→ **AIM OF THE TASK**: Type the records that follow again exactly as written, but drop the pictures.

→ **ENTRIES SHOWN**:
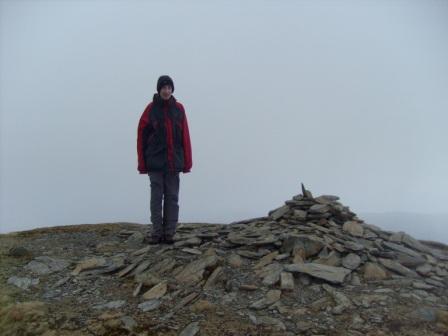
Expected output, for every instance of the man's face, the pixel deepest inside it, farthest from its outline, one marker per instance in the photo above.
(166, 91)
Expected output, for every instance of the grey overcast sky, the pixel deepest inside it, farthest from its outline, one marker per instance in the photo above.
(348, 97)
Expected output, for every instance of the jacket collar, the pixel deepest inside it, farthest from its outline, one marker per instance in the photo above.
(157, 99)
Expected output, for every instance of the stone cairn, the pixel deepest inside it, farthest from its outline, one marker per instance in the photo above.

→ **TASK OUTPUT**:
Expected output, for every instance of the man's face, the pixel deepest inside it, farthest from its outline, one marker per instance in the photo above.
(166, 91)
Expected output, for every instance of the grey overcast sky, the pixel deepest inside it, farthest from its outline, one marker per instance in the photo above.
(348, 97)
Expected output, for every instance of the jacket collar, the pixel deepest inside it, farthest from its outline, one marker per instance in the photo above.
(157, 99)
Expected output, for every instance of the stone cairn, the pixel deepest inside it, farthest from its outline, one marker per instance in the photo above.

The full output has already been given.